START DATA EXTRACTS
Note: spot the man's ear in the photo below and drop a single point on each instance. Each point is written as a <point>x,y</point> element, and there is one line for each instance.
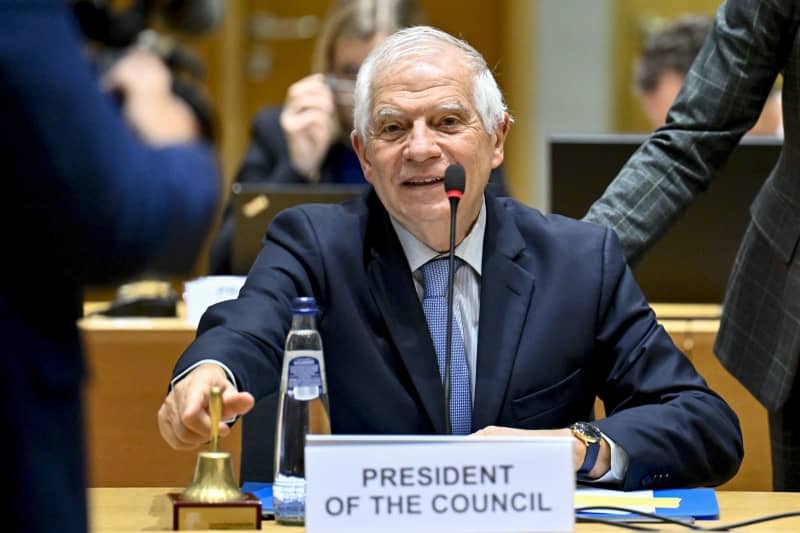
<point>500,134</point>
<point>360,148</point>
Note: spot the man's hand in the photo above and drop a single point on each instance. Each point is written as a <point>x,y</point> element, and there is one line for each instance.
<point>309,121</point>
<point>602,465</point>
<point>150,107</point>
<point>183,418</point>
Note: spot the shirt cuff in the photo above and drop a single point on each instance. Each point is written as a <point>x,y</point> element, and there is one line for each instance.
<point>224,367</point>
<point>619,464</point>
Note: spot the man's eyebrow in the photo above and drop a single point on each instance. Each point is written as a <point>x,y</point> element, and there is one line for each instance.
<point>453,106</point>
<point>391,112</point>
<point>387,112</point>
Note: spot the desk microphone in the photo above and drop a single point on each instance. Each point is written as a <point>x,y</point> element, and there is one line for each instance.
<point>454,182</point>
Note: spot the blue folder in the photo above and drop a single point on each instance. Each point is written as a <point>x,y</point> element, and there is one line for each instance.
<point>700,504</point>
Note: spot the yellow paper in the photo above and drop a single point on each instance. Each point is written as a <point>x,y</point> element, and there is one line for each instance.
<point>613,500</point>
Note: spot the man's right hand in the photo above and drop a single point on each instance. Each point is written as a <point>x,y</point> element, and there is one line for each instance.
<point>310,123</point>
<point>183,418</point>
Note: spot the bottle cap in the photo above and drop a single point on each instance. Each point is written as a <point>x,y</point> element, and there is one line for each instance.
<point>304,305</point>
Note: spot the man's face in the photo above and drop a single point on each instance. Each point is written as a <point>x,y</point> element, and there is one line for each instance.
<point>656,103</point>
<point>422,120</point>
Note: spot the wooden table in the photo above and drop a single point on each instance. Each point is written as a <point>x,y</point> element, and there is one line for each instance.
<point>122,510</point>
<point>130,361</point>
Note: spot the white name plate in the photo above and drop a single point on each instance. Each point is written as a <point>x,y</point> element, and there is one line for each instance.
<point>439,483</point>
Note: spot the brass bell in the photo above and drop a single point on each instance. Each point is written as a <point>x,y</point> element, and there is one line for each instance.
<point>213,476</point>
<point>213,479</point>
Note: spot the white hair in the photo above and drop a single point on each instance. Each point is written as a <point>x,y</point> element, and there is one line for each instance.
<point>420,42</point>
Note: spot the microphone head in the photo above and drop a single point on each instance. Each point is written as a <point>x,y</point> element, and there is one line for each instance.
<point>454,181</point>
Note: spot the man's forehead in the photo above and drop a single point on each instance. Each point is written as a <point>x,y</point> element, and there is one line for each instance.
<point>391,111</point>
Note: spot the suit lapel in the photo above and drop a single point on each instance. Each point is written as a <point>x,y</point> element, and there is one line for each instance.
<point>506,292</point>
<point>392,286</point>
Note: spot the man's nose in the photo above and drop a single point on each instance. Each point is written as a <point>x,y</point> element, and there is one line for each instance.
<point>422,143</point>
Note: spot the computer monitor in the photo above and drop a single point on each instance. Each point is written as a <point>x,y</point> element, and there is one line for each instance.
<point>256,204</point>
<point>692,261</point>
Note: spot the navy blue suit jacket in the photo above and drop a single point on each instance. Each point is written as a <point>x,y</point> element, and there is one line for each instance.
<point>84,202</point>
<point>561,322</point>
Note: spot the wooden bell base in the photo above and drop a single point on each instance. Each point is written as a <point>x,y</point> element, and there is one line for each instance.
<point>188,515</point>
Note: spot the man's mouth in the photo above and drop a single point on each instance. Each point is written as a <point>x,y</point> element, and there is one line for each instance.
<point>422,181</point>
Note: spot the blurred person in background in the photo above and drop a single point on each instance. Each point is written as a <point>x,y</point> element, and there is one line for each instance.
<point>666,59</point>
<point>307,139</point>
<point>751,44</point>
<point>91,199</point>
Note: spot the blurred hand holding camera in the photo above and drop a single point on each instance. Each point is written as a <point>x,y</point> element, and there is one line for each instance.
<point>310,123</point>
<point>149,105</point>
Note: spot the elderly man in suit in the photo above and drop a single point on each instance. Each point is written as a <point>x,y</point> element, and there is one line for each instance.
<point>752,41</point>
<point>548,316</point>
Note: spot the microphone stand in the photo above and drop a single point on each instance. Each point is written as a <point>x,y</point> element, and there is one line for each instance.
<point>451,262</point>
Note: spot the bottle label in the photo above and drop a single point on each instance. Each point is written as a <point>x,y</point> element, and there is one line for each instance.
<point>304,379</point>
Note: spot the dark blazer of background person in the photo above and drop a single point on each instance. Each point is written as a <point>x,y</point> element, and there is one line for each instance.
<point>751,43</point>
<point>84,202</point>
<point>561,321</point>
<point>267,161</point>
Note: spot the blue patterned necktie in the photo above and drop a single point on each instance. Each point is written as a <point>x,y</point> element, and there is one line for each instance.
<point>434,304</point>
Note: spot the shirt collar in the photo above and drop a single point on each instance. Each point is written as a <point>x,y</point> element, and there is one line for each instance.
<point>470,250</point>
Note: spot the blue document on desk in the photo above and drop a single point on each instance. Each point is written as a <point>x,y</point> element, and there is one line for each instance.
<point>700,503</point>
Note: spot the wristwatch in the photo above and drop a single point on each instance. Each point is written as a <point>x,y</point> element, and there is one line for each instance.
<point>590,436</point>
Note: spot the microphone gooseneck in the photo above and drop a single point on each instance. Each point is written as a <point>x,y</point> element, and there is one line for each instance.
<point>454,184</point>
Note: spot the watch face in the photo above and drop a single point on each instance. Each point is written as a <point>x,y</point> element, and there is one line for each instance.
<point>586,432</point>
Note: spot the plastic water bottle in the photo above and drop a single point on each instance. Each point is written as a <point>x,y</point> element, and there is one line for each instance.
<point>303,409</point>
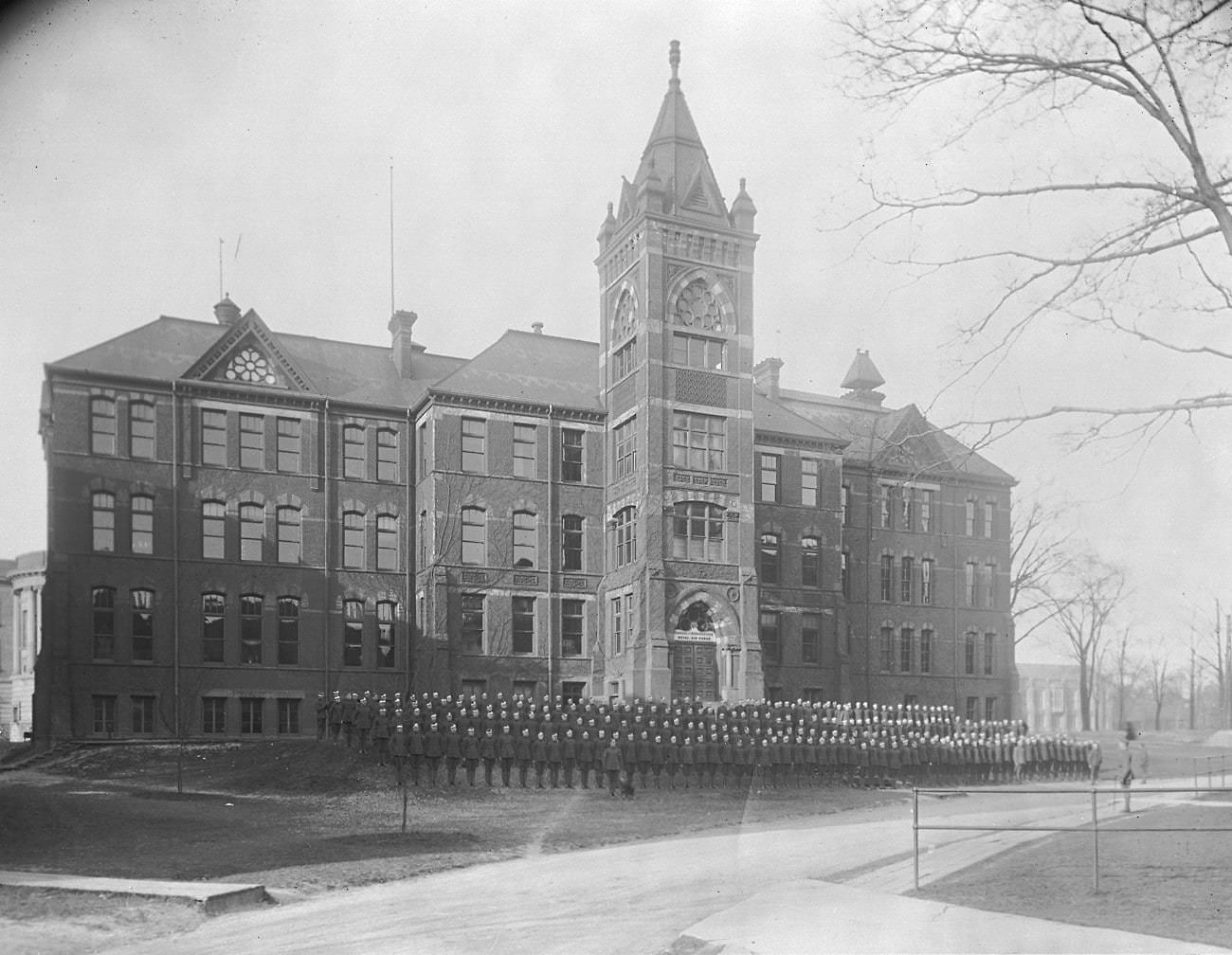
END DATA EXTRACTS
## TASK ITEM
The material above should be printed again exactly, with each picture left out.

## SOLUTION TO THIS PROBLEM
Note: spot the man's ear in the photo below and drop a single point on each instance. Each point is written as a <point>x,y</point> element, and there is one line for each instance.
<point>500,134</point>
<point>360,148</point>
Note: spot the man's hand in the photo above and drop a single point on each instance. Each point is written as a <point>x,y</point> element, and there is one line for each instance.
<point>309,121</point>
<point>602,465</point>
<point>150,107</point>
<point>183,418</point>
Note: spot the shirt cuff in the photo above and drop a single point on each instance. Each point is written as a <point>x,y</point> element, and there is one line for each instance.
<point>224,367</point>
<point>619,464</point>
Note: spot the man's eyebrow in the photo above and drop a single point on each instance. Each point is written as a <point>x,y</point> element, and there is one line for each instance.
<point>453,106</point>
<point>391,112</point>
<point>387,112</point>
Note: spot the desk microphone in the photo above and drop a single point on each instance. Each point is written as a <point>x,y</point> element, and there is one line for each instance.
<point>454,182</point>
Note: spot the blue folder in the photo above and drop a single point on each instance. Each point is written as a <point>x,y</point> element, and there is one line for each instance.
<point>700,504</point>
Note: spot the yellow paper in the photo above and drop a single point on each instance. Each point is written as a <point>x,y</point> element, and there is one line for each instance.
<point>613,500</point>
Note: spot the man's right hand in the photo above and drop a single point on each instance. Each point is written as a <point>x,y</point> element, and there is one line for each instance.
<point>310,123</point>
<point>183,418</point>
Note: spot the bottle cap in the photo above and drop a single point on each instance. Each point is written as a <point>x,y</point> element, and there is one line for each instance.
<point>304,305</point>
Note: spot the man's face in the photo above and drop a single point on each instance. Each point is written as a <point>x,y</point> element, and there is one line for each instance.
<point>656,103</point>
<point>422,120</point>
Note: spot the wooden table in the photo above and drop a single point on each instance. Each point is written as a <point>x,y</point> element, and there is one line for each instance.
<point>122,510</point>
<point>130,361</point>
Note: spot the white name plate in the photo above and drop a single point on each instance. Each point is written as a <point>x,y</point> element, and there is one line for each instance.
<point>439,483</point>
Note: spot the brass bell in the photo above and drop a single point on each instance. Each point is written as a <point>x,y</point> element, and there is one line for each instance.
<point>213,476</point>
<point>213,479</point>
Note: spot the white hair in the photo above and drop a single point on each instance. Each point is written as a <point>x,y</point> element, and there is one line for each instance.
<point>420,42</point>
Note: spot the microphone head in the photo above and drop a single point on each instance. Each point is written as a <point>x,y</point> element, and there is one line for each instance.
<point>454,181</point>
Note: spot the man's forehead in the photo above and drop a single point on each instance. Each point is written as a <point>x,y</point> element, and there is one line for each instance.
<point>391,111</point>
Note: spot the suit lapel in the photo above and drop a single point on each instance. Each point is written as a <point>x,y</point> element, and there is one line for each instance.
<point>506,292</point>
<point>392,286</point>
Note: spot the man's nose in the photo above and drop a single point on each instance. Each point is written as a <point>x,y</point> element, and there is one line for each instance.
<point>422,143</point>
Note: spot the computer monitor in the photo above and drop a single point on each instance. Each point is written as a <point>x,y</point> element, and there is one line for each instance.
<point>256,204</point>
<point>692,261</point>
Note: spot the navy blue suit jacket in the photo above and drop a single point on each instance. Each point is written as a <point>x,y</point> element, and there is one line for each instance.
<point>84,202</point>
<point>561,322</point>
Note: spot the wooden bell base in the photo above and drop a single point on each instance. Each point is written as a <point>x,y</point> element, and there is one line for each instance.
<point>188,515</point>
Note: spot the man's mouth in the photo above and drop a single point on each instance. Each point is written as a <point>x,y</point> element, and there is one line for each instance.
<point>422,181</point>
Note: spot the blurred person in background in the photo above and drop a single point on each instance. Each point is written as a <point>x,y</point> element, and there is one line for each instance.
<point>666,59</point>
<point>307,139</point>
<point>751,44</point>
<point>91,199</point>
Note: spot the blurred hand holding camera in the photo above and drop a single point on each instance. Each point is written as a <point>x,y</point> element, and there is one line for each instance.
<point>310,123</point>
<point>149,105</point>
Note: spot the elderly man in suit in the photo above and drop a single point on each instance. Each point is written as a <point>x,y</point> element, and there is one line for each instance.
<point>752,41</point>
<point>548,316</point>
Note: spot the microphone stand in the photo above and drop a single point on each instance. Each point is written as a <point>x,y</point> element, and there is one line for each instance.
<point>451,262</point>
Note: spot the bottle label in the photo above and drop a single point on each instance. Each point is written as a <point>x,y</point> element, and there is one line for each instance.
<point>304,379</point>
Note: spot the dark blazer of background person in the photo above and drop a single point on each instance. Each point is written as a <point>x,y</point> element, and there is one line for each instance.
<point>751,43</point>
<point>84,202</point>
<point>561,321</point>
<point>267,161</point>
Note: spot the blue patterned necktie in the photo above and drop a single point on each instance. Each point is written as a <point>x,y</point> element, and there is one line for each instance.
<point>434,304</point>
Note: spot the shirt collar in the photo above and drop a single point on each instance. Each point is written as a <point>x,y</point> element, and there is one line for each instance.
<point>470,250</point>
Note: spot the blue document on desk in the photo above and drop a single point on each instance. Each point is written as a <point>x,y</point> element, and there is one line for each instance.
<point>700,503</point>
Note: spot the wristwatch in the photo above and drop a single point on each instance. Each point is written as a <point>x,y</point> element, and there is one line for each instance.
<point>590,436</point>
Note: spot the microphone gooseneck in the photo above and drop a single point on each instance. Each point is written as a <point>x,y</point> element, and there is one line for each instance.
<point>454,184</point>
Note: spot the watch face in the photo above and drop a single point on each instance. Each point is written as a <point>x,y</point> element, and there is one line for each instance.
<point>586,432</point>
Note: spot the plastic water bottle in the photo above and drop a single point on each instance. Each point is written as a <point>x,y</point> element, and there is one line for each instance.
<point>303,409</point>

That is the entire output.